## Supplied records:
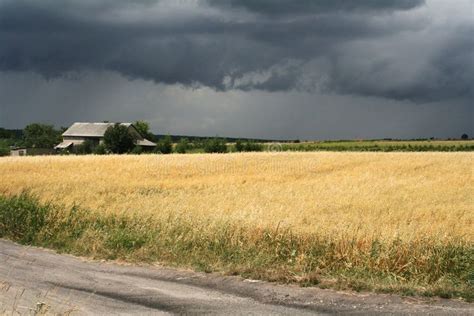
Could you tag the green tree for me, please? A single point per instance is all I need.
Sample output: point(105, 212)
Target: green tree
point(118, 140)
point(41, 136)
point(239, 146)
point(182, 145)
point(144, 129)
point(100, 150)
point(87, 147)
point(4, 149)
point(215, 145)
point(165, 145)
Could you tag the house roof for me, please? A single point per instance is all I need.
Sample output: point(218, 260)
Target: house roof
point(65, 144)
point(145, 142)
point(90, 129)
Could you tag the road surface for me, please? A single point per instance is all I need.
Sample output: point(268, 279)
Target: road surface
point(36, 280)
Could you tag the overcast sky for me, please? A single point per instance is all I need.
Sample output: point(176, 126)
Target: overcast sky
point(303, 69)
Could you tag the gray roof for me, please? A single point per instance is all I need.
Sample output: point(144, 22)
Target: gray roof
point(90, 129)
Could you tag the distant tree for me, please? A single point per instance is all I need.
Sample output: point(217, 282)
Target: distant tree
point(144, 129)
point(239, 146)
point(100, 150)
point(182, 146)
point(118, 140)
point(41, 136)
point(215, 145)
point(87, 147)
point(137, 150)
point(4, 149)
point(4, 133)
point(252, 146)
point(165, 145)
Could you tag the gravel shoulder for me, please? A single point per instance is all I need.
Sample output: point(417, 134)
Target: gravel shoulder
point(36, 280)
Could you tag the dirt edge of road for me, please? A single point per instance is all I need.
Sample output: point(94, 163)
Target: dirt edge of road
point(291, 296)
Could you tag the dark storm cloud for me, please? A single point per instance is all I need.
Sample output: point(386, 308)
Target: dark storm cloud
point(268, 45)
point(288, 7)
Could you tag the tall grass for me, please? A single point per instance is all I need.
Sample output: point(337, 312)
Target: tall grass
point(385, 221)
point(422, 266)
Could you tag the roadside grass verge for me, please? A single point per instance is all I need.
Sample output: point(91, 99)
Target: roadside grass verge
point(425, 266)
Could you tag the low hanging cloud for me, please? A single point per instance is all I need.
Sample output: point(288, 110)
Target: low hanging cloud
point(393, 49)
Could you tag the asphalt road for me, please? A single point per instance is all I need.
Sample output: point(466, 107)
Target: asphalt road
point(35, 280)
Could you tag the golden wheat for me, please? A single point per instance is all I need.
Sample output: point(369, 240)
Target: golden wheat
point(383, 195)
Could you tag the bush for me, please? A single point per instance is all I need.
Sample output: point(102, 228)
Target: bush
point(137, 150)
point(100, 150)
point(87, 147)
point(165, 145)
point(118, 140)
point(182, 146)
point(248, 146)
point(215, 145)
point(4, 150)
point(41, 136)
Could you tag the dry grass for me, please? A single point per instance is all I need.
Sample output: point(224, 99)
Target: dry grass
point(408, 195)
point(392, 222)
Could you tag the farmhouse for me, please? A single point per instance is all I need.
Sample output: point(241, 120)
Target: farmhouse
point(78, 133)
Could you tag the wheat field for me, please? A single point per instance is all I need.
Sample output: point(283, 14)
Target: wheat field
point(389, 222)
point(405, 195)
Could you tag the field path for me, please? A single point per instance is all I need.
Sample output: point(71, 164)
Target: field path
point(33, 279)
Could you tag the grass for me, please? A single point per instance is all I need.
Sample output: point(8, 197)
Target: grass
point(383, 146)
point(388, 222)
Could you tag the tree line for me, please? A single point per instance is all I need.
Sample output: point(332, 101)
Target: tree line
point(118, 140)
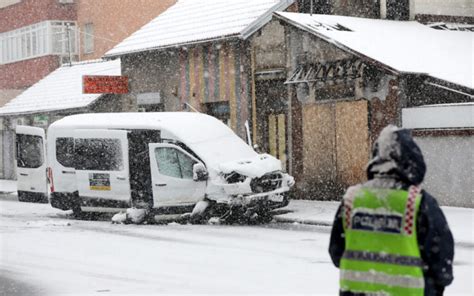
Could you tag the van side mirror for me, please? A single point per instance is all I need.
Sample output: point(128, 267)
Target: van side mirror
point(200, 172)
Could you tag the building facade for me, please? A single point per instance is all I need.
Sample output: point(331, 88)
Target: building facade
point(103, 24)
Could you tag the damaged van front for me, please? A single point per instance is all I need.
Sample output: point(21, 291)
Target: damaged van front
point(240, 182)
point(253, 182)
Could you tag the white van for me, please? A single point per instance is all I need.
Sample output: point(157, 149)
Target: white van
point(166, 162)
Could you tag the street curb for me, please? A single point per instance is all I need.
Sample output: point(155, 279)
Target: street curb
point(302, 221)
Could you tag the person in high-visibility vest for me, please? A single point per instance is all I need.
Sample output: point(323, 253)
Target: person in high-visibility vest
point(389, 237)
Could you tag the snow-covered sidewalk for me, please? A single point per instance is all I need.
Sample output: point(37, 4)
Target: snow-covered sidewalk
point(461, 220)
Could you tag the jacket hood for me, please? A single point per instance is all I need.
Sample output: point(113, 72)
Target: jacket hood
point(396, 155)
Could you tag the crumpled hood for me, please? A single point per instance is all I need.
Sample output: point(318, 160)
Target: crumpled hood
point(252, 167)
point(395, 154)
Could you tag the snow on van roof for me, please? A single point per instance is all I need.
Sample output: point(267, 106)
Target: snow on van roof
point(405, 46)
point(61, 89)
point(195, 21)
point(186, 125)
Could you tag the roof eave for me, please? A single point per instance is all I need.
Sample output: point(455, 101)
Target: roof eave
point(264, 19)
point(339, 45)
point(174, 45)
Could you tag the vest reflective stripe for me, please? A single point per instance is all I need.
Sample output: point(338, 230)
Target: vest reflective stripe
point(383, 258)
point(382, 278)
point(382, 254)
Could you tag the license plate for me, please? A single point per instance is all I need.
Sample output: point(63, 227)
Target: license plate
point(276, 198)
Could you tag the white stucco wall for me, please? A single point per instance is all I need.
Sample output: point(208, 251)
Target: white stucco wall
point(450, 169)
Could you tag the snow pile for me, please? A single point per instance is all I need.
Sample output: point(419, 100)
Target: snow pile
point(47, 223)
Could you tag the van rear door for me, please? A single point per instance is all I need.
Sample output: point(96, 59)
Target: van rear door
point(31, 164)
point(102, 168)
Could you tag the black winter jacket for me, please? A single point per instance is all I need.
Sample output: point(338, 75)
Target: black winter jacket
point(397, 163)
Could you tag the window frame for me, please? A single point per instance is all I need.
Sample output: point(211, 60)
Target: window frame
point(177, 152)
point(37, 40)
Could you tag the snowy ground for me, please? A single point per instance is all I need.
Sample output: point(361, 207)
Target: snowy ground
point(45, 252)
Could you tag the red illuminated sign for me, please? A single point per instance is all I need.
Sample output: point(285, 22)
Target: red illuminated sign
point(105, 84)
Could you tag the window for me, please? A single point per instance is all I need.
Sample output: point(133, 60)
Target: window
point(174, 163)
point(29, 151)
point(98, 154)
point(37, 40)
point(65, 151)
point(88, 37)
point(220, 110)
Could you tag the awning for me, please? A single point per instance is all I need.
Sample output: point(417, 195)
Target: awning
point(341, 70)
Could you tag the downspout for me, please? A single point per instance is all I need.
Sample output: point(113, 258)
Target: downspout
point(290, 107)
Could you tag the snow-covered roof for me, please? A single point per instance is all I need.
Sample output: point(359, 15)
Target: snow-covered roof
point(404, 46)
point(61, 89)
point(196, 21)
point(439, 116)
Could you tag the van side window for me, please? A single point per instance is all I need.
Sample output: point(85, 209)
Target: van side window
point(174, 163)
point(65, 151)
point(98, 154)
point(30, 151)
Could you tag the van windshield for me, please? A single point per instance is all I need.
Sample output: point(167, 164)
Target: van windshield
point(29, 151)
point(98, 154)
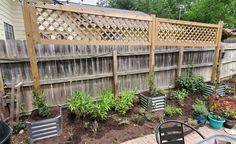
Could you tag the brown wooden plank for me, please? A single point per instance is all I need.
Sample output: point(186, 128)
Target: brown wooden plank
point(180, 61)
point(115, 76)
point(12, 102)
point(31, 46)
point(152, 52)
point(215, 67)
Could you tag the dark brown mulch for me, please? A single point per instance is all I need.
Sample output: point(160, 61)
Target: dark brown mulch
point(109, 132)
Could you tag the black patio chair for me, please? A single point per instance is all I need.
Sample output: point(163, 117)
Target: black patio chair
point(172, 132)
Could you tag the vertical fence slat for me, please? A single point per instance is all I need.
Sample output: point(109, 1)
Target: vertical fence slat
point(31, 46)
point(180, 61)
point(152, 52)
point(115, 76)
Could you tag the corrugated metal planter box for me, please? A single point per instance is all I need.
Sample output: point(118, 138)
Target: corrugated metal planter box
point(152, 104)
point(43, 129)
point(210, 89)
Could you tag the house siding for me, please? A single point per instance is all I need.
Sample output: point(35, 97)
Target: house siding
point(11, 13)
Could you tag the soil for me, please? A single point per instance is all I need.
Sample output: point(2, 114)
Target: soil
point(78, 130)
point(54, 111)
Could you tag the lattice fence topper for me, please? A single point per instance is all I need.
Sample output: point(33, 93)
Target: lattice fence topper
point(175, 32)
point(67, 25)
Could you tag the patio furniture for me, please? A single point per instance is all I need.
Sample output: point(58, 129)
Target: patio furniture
point(219, 139)
point(172, 132)
point(5, 133)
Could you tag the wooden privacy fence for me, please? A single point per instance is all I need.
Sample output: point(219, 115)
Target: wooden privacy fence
point(64, 69)
point(93, 35)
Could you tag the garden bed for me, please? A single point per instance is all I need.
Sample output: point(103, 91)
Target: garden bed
point(109, 131)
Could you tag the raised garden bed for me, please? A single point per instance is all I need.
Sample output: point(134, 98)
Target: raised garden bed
point(44, 128)
point(152, 104)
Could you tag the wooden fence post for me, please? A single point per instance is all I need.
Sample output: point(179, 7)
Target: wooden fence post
point(217, 57)
point(180, 61)
point(31, 46)
point(115, 76)
point(153, 33)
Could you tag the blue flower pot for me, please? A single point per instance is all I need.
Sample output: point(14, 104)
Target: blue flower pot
point(216, 124)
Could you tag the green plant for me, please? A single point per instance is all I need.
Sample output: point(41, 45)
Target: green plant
point(191, 83)
point(141, 111)
point(125, 102)
point(163, 92)
point(153, 90)
point(199, 108)
point(138, 119)
point(180, 95)
point(148, 116)
point(18, 126)
point(80, 103)
point(123, 122)
point(101, 108)
point(39, 102)
point(161, 118)
point(192, 122)
point(172, 110)
point(94, 127)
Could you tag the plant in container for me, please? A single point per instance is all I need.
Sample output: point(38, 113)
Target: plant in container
point(216, 121)
point(44, 121)
point(153, 100)
point(230, 115)
point(200, 111)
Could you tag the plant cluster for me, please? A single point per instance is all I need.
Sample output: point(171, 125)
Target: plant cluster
point(171, 110)
point(101, 108)
point(39, 102)
point(125, 102)
point(199, 108)
point(192, 122)
point(225, 106)
point(180, 95)
point(191, 83)
point(80, 103)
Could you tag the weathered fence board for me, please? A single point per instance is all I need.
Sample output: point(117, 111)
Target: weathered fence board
point(65, 69)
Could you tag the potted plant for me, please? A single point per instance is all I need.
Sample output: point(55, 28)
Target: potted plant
point(5, 133)
point(216, 121)
point(230, 115)
point(200, 111)
point(153, 100)
point(44, 121)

## Objective:
Return the rows word for word, starting with the line that contains "Could you tag the field" and going on through the line that contains "point(302, 221)". Leave the pictures out of your answer.

## Output below:
Could you tag the field path for me, please? A single point per instance is all I need.
Sample output: point(71, 164)
Target: field path
point(33, 279)
Could you tag the grass for me, please? A single point per instance is all I need.
Sample output: point(8, 197)
Target: grass
point(383, 146)
point(388, 222)
Could you tag the tree line for me, please? A single point per instance is all I need.
Sample output: point(332, 101)
Target: tree line
point(118, 140)
Could you tag the van side mirror for me, please? A single point per instance is all I need.
Sample output: point(128, 267)
Target: van side mirror
point(200, 172)
Could you tag the building facade for me, please? A single point per instance is all I need.
Sample output: point(331, 88)
Target: building facade
point(103, 24)
Could you tag the damaged van front for me, please? A single point per instance is all I need.
Sample output: point(21, 291)
Target: damaged van front
point(240, 182)
point(253, 182)
Could you tag the white van for me, please? A single point per instance is all I need.
Sample output: point(157, 149)
Target: white van
point(166, 162)
Could you tag the street curb for me, please? A single point per instance is all I need.
Sample output: point(155, 279)
Target: street curb
point(302, 221)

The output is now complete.